**GOAL:** Reproduce the material below word for word, keeping every line and number unchanged.

**TASK DATA:**
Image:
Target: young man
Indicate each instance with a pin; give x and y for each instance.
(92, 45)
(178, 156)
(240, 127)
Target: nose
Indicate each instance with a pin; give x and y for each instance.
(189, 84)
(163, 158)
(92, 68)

**RESULT OF THIS EXERCISE:**
Image:
Target: young man
Indicate each instance with a pin; give x and y for each instance.
(92, 45)
(178, 156)
(240, 127)
Target: nose
Indicate each instance with a pin; give x and y for each instance.
(189, 84)
(163, 158)
(92, 68)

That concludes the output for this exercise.